Quote verbatim the lines that begin with the one containing "Please trace the outline of every instance of the sky." and continue through the end of the entries, including both ends.
********
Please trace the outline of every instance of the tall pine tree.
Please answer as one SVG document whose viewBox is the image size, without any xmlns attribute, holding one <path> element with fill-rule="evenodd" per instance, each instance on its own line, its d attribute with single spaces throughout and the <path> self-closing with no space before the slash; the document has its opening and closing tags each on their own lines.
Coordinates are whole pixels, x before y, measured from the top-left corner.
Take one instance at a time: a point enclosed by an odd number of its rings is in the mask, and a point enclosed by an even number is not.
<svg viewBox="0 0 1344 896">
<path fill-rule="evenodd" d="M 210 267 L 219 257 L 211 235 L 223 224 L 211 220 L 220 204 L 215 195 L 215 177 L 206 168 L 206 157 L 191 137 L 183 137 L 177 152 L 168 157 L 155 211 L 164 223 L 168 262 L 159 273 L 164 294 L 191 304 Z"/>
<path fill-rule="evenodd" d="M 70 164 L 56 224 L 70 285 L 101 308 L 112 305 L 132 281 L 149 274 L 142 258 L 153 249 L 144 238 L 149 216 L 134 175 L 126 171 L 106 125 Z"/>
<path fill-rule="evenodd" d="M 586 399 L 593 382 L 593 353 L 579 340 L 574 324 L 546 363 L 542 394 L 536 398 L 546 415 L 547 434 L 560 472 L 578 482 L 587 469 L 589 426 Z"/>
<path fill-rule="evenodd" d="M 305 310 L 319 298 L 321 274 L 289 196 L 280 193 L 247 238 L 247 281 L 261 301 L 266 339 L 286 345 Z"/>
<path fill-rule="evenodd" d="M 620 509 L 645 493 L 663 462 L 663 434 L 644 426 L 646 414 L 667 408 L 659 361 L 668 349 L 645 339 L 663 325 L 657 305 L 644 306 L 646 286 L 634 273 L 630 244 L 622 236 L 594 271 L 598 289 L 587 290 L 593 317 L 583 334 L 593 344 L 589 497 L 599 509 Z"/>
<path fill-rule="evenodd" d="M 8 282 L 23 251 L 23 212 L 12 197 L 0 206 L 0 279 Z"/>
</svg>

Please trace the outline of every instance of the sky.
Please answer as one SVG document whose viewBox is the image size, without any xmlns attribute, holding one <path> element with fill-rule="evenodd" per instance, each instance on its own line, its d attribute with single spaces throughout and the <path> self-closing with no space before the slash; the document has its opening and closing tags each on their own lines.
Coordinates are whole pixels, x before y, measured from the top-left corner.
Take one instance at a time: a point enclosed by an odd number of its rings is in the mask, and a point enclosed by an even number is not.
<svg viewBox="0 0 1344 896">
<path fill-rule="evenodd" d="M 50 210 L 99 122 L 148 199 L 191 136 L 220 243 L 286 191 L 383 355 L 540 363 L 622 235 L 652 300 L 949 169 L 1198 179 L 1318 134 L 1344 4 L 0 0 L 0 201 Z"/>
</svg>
********
* Written response:
Please trace the outline of every instance of the sky.
Please answer as one SVG document whose viewBox is the image size, without any xmlns attribute, holding one <path> element with fill-rule="evenodd" per instance, each instance on its own line, its d attribute with single spaces throughout and the <path> self-closing with no space before the slash; the document has its opening and closing tags each on their own lines.
Coordinates are whole pixels, x before y, measured from the top-left corner.
Take one instance at a time: a point enclosed by an odd number of its rings is in the mask, and a point enclosed by an even number is not.
<svg viewBox="0 0 1344 896">
<path fill-rule="evenodd" d="M 50 210 L 99 122 L 148 199 L 191 136 L 220 243 L 286 191 L 383 355 L 540 363 L 622 235 L 652 300 L 949 169 L 1198 179 L 1318 134 L 1344 4 L 0 0 L 0 201 Z"/>
</svg>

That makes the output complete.